§ ARTIKEL
== == ==

3.4Ethik der Königsherrschaft

Die Orientierung der Gottesherrschaft auf den Alltag einfacher Frauen und Männer ist die unverwechselbare Besonderheit der Reich-Gottes-Verkündigung Jesu. Sie verzichtet auf Aussagen, die sich an gesellschaftliche Hierarchien anlehnen oder die Elitenkonstruktion des judäischen und galiläischen Judentums positiv aufnehmen, indem Repräsentanten der Elite wie Richter, Priester, Mitglieder der hohepriesterlichen oder herodianischen Familie als fürsorgliche Eliterepräsentanten thematisiert werden. Jesus folgt darin der Tradition der biblischen Armentheologie, die vom Ergehen der Frommen und Gerechten angesichts einer Gesellschaft, in der andere Kriterien wie Gewalt, Macht und Ansehen den Ausschlag geben, berichtet. Diese Grundentscheidungen in der Reich-Gottes-Verkündigung wirken sich auch auf die ethischen Forderungen Jesu aus.

== == ==

§ BEREITGESTELLTES MATERIAL
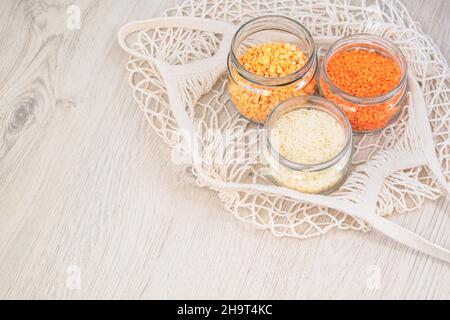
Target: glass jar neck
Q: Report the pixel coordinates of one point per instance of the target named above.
(316, 103)
(273, 23)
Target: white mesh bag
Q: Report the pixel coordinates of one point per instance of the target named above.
(177, 72)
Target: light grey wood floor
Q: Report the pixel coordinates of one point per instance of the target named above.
(90, 206)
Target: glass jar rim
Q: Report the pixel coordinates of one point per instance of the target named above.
(366, 39)
(273, 81)
(302, 102)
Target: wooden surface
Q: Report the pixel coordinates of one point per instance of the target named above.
(90, 206)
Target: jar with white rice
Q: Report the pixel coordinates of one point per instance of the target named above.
(307, 145)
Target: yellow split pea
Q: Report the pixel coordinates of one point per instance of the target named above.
(270, 60)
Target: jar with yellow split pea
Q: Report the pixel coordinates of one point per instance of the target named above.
(272, 59)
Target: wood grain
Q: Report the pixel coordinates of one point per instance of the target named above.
(85, 186)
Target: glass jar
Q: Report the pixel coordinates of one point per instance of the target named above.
(254, 96)
(366, 114)
(317, 178)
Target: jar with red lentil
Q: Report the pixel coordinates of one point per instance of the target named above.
(366, 76)
(272, 58)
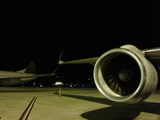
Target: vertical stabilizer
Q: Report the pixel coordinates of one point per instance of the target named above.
(31, 68)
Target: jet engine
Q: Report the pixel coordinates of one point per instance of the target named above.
(124, 75)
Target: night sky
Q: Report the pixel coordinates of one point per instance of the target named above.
(81, 31)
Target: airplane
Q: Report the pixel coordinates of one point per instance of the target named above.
(125, 74)
(22, 76)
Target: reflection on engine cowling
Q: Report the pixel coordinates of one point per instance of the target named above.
(124, 75)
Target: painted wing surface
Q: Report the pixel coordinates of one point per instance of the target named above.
(81, 61)
(28, 76)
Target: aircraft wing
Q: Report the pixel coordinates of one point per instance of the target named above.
(27, 76)
(81, 61)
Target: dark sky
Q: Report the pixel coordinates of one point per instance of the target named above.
(81, 31)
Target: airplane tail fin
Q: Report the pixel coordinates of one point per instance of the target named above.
(60, 58)
(31, 68)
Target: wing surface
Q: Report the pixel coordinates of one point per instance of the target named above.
(81, 61)
(27, 76)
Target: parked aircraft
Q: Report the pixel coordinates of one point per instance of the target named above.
(125, 74)
(22, 76)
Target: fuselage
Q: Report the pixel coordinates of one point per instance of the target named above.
(14, 78)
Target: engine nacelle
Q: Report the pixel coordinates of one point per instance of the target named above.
(124, 75)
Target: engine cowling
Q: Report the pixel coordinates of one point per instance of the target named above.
(124, 75)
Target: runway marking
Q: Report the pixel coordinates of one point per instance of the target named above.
(28, 109)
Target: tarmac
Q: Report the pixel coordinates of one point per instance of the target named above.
(72, 104)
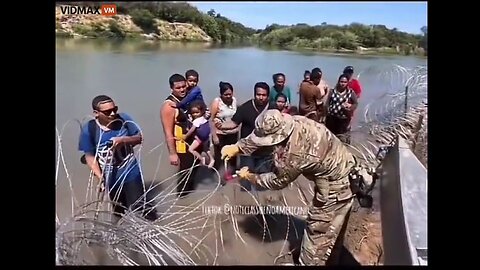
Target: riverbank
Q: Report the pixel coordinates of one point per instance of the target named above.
(141, 25)
(123, 27)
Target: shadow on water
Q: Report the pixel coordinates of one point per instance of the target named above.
(277, 227)
(128, 46)
(289, 228)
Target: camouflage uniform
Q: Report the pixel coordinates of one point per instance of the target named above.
(311, 150)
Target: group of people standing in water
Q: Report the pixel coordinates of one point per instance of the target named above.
(274, 148)
(190, 126)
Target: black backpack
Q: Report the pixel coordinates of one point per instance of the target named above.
(94, 134)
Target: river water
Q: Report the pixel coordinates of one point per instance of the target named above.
(135, 75)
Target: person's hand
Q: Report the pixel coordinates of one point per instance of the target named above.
(215, 139)
(117, 140)
(218, 123)
(180, 138)
(244, 173)
(174, 160)
(100, 183)
(229, 151)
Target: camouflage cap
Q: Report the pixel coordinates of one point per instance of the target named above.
(272, 127)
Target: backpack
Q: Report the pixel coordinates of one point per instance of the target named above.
(94, 134)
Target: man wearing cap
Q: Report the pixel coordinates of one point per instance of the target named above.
(302, 146)
(353, 83)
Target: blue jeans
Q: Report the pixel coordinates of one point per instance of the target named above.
(255, 164)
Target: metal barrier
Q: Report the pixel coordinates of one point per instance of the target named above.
(403, 200)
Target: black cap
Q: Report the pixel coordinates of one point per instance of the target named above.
(348, 69)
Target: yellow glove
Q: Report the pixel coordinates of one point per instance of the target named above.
(229, 151)
(245, 174)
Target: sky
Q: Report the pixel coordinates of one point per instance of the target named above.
(405, 16)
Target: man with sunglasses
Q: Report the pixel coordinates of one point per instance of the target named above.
(108, 148)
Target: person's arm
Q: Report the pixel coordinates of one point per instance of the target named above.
(167, 115)
(190, 132)
(191, 96)
(85, 145)
(214, 111)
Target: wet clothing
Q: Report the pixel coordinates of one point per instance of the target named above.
(187, 160)
(274, 92)
(338, 119)
(310, 102)
(246, 115)
(192, 95)
(203, 129)
(354, 84)
(120, 167)
(225, 113)
(314, 152)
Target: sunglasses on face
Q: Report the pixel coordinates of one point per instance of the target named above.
(109, 111)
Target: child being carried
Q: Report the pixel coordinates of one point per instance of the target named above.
(201, 130)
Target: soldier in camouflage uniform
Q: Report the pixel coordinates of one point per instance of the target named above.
(302, 146)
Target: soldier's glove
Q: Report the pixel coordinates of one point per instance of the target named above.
(362, 183)
(229, 151)
(244, 173)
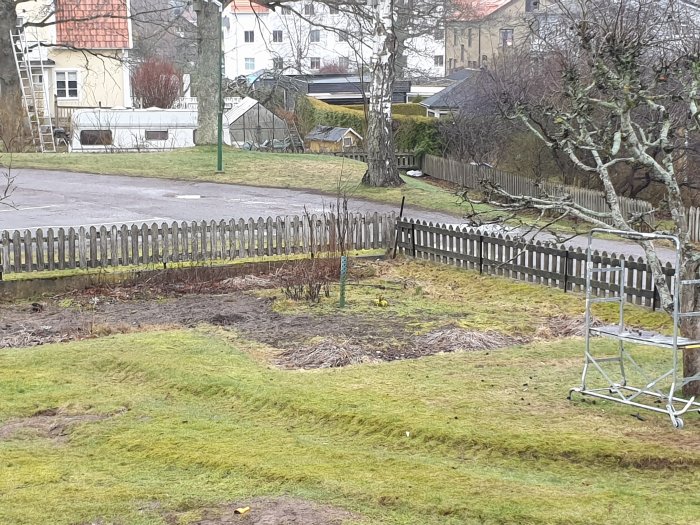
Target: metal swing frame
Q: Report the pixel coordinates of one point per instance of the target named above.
(651, 395)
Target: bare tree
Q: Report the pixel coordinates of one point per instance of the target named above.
(615, 83)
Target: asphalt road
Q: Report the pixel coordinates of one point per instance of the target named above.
(54, 199)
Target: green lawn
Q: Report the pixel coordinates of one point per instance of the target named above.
(320, 173)
(201, 417)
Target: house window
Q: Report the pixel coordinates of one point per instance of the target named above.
(67, 84)
(532, 5)
(156, 134)
(506, 37)
(96, 137)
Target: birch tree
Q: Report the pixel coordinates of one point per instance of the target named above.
(615, 83)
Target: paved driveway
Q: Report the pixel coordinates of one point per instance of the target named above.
(55, 199)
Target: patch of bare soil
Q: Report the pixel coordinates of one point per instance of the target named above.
(51, 423)
(304, 341)
(273, 511)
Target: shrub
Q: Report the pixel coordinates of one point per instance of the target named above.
(156, 83)
(412, 133)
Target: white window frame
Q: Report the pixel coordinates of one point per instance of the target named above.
(66, 72)
(503, 34)
(159, 131)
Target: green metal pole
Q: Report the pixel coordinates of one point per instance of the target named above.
(343, 279)
(220, 115)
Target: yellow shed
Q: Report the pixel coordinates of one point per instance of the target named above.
(328, 139)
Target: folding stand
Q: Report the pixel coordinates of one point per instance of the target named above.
(655, 392)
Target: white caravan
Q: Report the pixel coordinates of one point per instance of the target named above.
(151, 129)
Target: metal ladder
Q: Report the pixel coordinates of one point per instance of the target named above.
(33, 94)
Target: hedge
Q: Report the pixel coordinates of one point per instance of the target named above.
(415, 110)
(411, 133)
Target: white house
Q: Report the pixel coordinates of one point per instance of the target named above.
(256, 38)
(82, 61)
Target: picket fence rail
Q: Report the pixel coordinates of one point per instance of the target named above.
(540, 263)
(471, 175)
(204, 241)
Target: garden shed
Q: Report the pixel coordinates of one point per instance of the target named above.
(329, 139)
(253, 126)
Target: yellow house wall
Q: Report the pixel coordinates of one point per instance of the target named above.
(101, 79)
(103, 76)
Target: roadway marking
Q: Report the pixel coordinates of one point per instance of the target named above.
(31, 208)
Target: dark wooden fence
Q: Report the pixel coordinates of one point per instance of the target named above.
(405, 161)
(549, 265)
(205, 241)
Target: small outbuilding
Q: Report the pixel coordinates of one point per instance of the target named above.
(329, 139)
(253, 126)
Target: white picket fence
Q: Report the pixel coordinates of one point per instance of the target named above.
(205, 241)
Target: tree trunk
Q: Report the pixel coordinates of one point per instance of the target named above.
(9, 83)
(690, 326)
(206, 81)
(381, 156)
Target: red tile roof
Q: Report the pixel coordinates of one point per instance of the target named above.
(477, 9)
(92, 24)
(246, 6)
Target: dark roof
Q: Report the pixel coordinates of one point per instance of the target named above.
(328, 133)
(461, 74)
(450, 97)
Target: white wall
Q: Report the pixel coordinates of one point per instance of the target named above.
(331, 49)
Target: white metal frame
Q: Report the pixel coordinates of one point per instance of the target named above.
(648, 395)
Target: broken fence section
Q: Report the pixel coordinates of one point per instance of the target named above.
(540, 263)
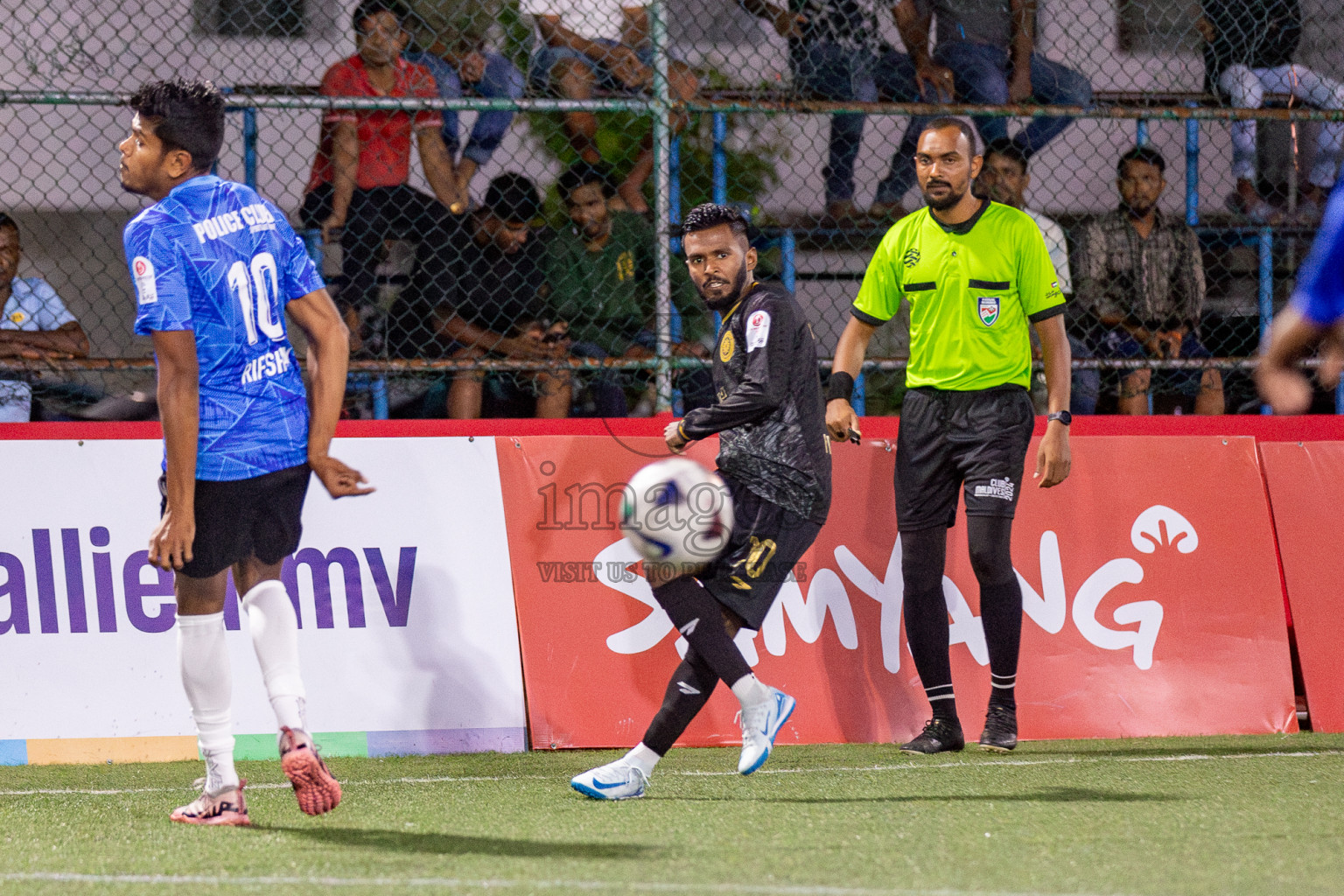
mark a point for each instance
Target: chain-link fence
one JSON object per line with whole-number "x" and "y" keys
{"x": 521, "y": 258}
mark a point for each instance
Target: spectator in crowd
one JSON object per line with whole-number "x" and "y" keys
{"x": 358, "y": 190}
{"x": 491, "y": 304}
{"x": 1141, "y": 276}
{"x": 990, "y": 46}
{"x": 35, "y": 326}
{"x": 448, "y": 37}
{"x": 1249, "y": 49}
{"x": 836, "y": 52}
{"x": 1004, "y": 178}
{"x": 599, "y": 271}
{"x": 588, "y": 45}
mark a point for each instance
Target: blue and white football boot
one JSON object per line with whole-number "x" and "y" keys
{"x": 760, "y": 724}
{"x": 613, "y": 780}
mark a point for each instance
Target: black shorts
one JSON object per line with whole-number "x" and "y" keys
{"x": 765, "y": 544}
{"x": 952, "y": 439}
{"x": 241, "y": 519}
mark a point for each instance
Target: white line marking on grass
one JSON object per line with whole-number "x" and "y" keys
{"x": 910, "y": 766}
{"x": 599, "y": 886}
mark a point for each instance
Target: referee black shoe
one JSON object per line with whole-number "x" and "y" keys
{"x": 938, "y": 735}
{"x": 1000, "y": 734}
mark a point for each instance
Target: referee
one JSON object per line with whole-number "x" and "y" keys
{"x": 975, "y": 273}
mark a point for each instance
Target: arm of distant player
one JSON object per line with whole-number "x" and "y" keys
{"x": 842, "y": 418}
{"x": 764, "y": 381}
{"x": 179, "y": 409}
{"x": 1053, "y": 458}
{"x": 328, "y": 358}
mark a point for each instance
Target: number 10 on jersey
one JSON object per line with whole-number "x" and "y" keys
{"x": 257, "y": 288}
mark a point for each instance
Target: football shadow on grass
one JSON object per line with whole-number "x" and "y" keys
{"x": 1043, "y": 795}
{"x": 431, "y": 844}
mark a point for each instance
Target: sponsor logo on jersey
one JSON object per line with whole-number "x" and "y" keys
{"x": 143, "y": 270}
{"x": 726, "y": 346}
{"x": 988, "y": 309}
{"x": 255, "y": 216}
{"x": 759, "y": 331}
{"x": 996, "y": 489}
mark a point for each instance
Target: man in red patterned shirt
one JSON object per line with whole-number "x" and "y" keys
{"x": 358, "y": 190}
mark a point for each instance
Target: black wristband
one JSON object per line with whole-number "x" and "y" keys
{"x": 839, "y": 386}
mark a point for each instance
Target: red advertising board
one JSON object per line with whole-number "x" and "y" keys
{"x": 1152, "y": 597}
{"x": 1306, "y": 489}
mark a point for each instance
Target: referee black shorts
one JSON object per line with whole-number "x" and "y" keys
{"x": 952, "y": 439}
{"x": 766, "y": 543}
{"x": 241, "y": 519}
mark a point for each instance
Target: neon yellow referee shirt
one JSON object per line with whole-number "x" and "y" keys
{"x": 972, "y": 288}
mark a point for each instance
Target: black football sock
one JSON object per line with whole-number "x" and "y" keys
{"x": 699, "y": 618}
{"x": 922, "y": 555}
{"x": 1000, "y": 602}
{"x": 689, "y": 690}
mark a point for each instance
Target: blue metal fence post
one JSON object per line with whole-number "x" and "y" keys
{"x": 1266, "y": 286}
{"x": 1193, "y": 172}
{"x": 719, "y": 158}
{"x": 250, "y": 147}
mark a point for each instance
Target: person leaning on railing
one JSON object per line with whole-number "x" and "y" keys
{"x": 1141, "y": 276}
{"x": 488, "y": 304}
{"x": 588, "y": 45}
{"x": 358, "y": 190}
{"x": 35, "y": 326}
{"x": 836, "y": 52}
{"x": 448, "y": 37}
{"x": 990, "y": 46}
{"x": 1249, "y": 49}
{"x": 599, "y": 271}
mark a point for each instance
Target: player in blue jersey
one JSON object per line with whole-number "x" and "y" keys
{"x": 215, "y": 268}
{"x": 1313, "y": 316}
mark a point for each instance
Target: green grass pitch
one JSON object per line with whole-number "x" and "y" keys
{"x": 1172, "y": 817}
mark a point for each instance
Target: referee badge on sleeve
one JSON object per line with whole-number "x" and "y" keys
{"x": 988, "y": 309}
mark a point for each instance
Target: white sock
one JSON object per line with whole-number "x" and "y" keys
{"x": 275, "y": 629}
{"x": 750, "y": 690}
{"x": 642, "y": 758}
{"x": 207, "y": 679}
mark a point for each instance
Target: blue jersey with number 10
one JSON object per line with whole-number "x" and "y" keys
{"x": 217, "y": 258}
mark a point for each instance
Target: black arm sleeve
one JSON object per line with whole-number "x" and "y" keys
{"x": 764, "y": 381}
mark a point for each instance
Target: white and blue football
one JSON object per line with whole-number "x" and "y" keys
{"x": 676, "y": 512}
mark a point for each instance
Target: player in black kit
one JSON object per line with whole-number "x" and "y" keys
{"x": 776, "y": 458}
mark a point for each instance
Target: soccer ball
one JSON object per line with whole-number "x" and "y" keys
{"x": 676, "y": 512}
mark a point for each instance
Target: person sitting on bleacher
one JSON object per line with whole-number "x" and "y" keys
{"x": 35, "y": 326}
{"x": 1249, "y": 49}
{"x": 599, "y": 273}
{"x": 990, "y": 46}
{"x": 358, "y": 191}
{"x": 448, "y": 37}
{"x": 488, "y": 305}
{"x": 589, "y": 45}
{"x": 1141, "y": 277}
{"x": 1004, "y": 178}
{"x": 836, "y": 52}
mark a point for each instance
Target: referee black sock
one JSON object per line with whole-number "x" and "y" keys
{"x": 922, "y": 555}
{"x": 690, "y": 690}
{"x": 699, "y": 618}
{"x": 1000, "y": 604}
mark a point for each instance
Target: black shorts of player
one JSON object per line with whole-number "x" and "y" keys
{"x": 952, "y": 439}
{"x": 241, "y": 519}
{"x": 766, "y": 543}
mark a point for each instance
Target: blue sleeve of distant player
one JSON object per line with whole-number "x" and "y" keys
{"x": 163, "y": 301}
{"x": 1320, "y": 283}
{"x": 300, "y": 274}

== == ==

§ AUFGABENBESCHREIBUNG
Schreiben Sie den Artikel zur Ethik der Königsherrschaft vollständig und wortgetreu nieder. Das Material spielt hierfür keine Rolle.

§ VOLLSTÄNDIGE ANTWORT
3.4Ethik der Königsherrschaft

Die Orientierung der Gottesherrschaft auf den Alltag einfacher Frauen und Männer ist die unverwechselbare Besonderheit der Reich-Gottes-Verkündigung Jesu. Sie verzichtet auf Aussagen, die sich an gesellschaftliche Hierarchien anlehnen oder die Elitenkonstruktion des judäischen und galiläischen Judentums positiv aufnehmen, indem Repräsentanten der Elite wie Richter, Priester, Mitglieder der hohepriesterlichen oder herodianischen Familie als fürsorgliche Eliterepräsentanten thematisiert werden. Jesus folgt darin der Tradition der biblischen Armentheologie, die vom Ergehen der Frommen und Gerechten angesichts einer Gesellschaft, in der andere Kriterien wie Gewalt, Macht und Ansehen den Ausschlag geben, berichtet. Diese Grundentscheidungen in der Reich-Gottes-Verkündigung wirken sich auch auf die ethischen Forderungen Jesu aus.